▶ [Exercise task]: From the entries below, pull out every line that contains the string "tray", treating uppercase and lowercase as different.

▶ [Material shown]:

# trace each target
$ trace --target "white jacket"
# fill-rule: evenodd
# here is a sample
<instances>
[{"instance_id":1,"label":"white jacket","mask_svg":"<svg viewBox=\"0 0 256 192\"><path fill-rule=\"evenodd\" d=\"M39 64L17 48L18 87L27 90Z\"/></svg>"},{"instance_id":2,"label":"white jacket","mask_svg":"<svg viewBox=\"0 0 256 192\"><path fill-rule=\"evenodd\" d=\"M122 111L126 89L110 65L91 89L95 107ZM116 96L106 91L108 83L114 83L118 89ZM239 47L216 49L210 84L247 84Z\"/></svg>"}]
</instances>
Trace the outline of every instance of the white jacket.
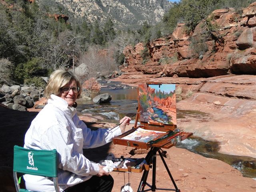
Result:
<instances>
[{"instance_id":1,"label":"white jacket","mask_svg":"<svg viewBox=\"0 0 256 192\"><path fill-rule=\"evenodd\" d=\"M25 136L24 147L57 150L61 191L98 173L98 164L84 156L83 148L103 145L121 134L119 126L111 130L91 130L79 120L75 109L69 107L65 100L52 95L48 104L32 121ZM55 191L53 182L47 178L26 174L24 179L28 190Z\"/></svg>"}]
</instances>

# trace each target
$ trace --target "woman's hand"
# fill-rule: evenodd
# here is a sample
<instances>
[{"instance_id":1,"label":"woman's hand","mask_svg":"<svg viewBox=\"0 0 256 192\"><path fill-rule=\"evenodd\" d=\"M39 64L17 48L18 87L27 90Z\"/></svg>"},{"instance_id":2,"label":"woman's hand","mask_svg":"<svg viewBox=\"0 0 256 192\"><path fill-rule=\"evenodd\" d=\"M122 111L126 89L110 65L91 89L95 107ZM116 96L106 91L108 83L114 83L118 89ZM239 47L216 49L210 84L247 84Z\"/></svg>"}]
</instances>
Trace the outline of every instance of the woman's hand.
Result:
<instances>
[{"instance_id":1,"label":"woman's hand","mask_svg":"<svg viewBox=\"0 0 256 192\"><path fill-rule=\"evenodd\" d=\"M131 119L130 117L126 116L120 120L120 128L122 133L124 132L126 125L130 124L130 122L131 120Z\"/></svg>"},{"instance_id":2,"label":"woman's hand","mask_svg":"<svg viewBox=\"0 0 256 192\"><path fill-rule=\"evenodd\" d=\"M109 174L108 172L107 172L103 169L104 167L104 166L99 165L99 168L100 168L100 170L99 171L99 172L98 173L98 174L96 175L96 176L98 176L98 177L101 177L102 176L103 176L104 175L108 175Z\"/></svg>"}]
</instances>

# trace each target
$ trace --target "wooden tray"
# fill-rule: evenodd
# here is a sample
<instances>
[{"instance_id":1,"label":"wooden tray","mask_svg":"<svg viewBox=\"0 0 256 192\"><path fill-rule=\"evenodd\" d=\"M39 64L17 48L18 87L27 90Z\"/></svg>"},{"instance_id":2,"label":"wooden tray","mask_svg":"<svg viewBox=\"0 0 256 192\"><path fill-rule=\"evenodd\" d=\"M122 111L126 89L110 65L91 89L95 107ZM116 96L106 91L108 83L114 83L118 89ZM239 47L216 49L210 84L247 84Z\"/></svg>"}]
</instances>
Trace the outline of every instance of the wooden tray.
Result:
<instances>
[{"instance_id":1,"label":"wooden tray","mask_svg":"<svg viewBox=\"0 0 256 192\"><path fill-rule=\"evenodd\" d=\"M131 158L132 159L137 160L138 159L136 158ZM124 161L126 159L123 160L123 161ZM132 168L130 166L128 166L127 168L122 168L122 162L120 165L121 167L117 167L116 168L114 168L114 171L118 171L120 172L132 172L135 173L140 173L143 170L149 170L149 165L145 163L143 163L141 165L141 166L139 168Z\"/></svg>"}]
</instances>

▶ [Task solution]:
$ trace --target "wooden tray"
[{"instance_id":1,"label":"wooden tray","mask_svg":"<svg viewBox=\"0 0 256 192\"><path fill-rule=\"evenodd\" d=\"M39 64L17 48L18 87L27 90Z\"/></svg>"},{"instance_id":2,"label":"wooden tray","mask_svg":"<svg viewBox=\"0 0 256 192\"><path fill-rule=\"evenodd\" d=\"M122 111L126 89L110 65L91 89L95 107ZM116 96L106 91L108 83L114 83L118 89ZM239 47L216 49L210 84L247 84Z\"/></svg>"}]
Trace the outline of every instance of the wooden tray.
[{"instance_id":1,"label":"wooden tray","mask_svg":"<svg viewBox=\"0 0 256 192\"><path fill-rule=\"evenodd\" d=\"M131 158L132 159L137 160L138 159L136 158ZM124 161L126 159L123 160L123 161ZM132 168L130 166L128 166L127 168L122 168L122 162L120 165L121 167L117 167L116 168L114 168L114 171L118 171L120 172L132 172L135 173L140 173L143 170L149 170L149 165L145 163L143 163L141 165L141 166L139 168Z\"/></svg>"}]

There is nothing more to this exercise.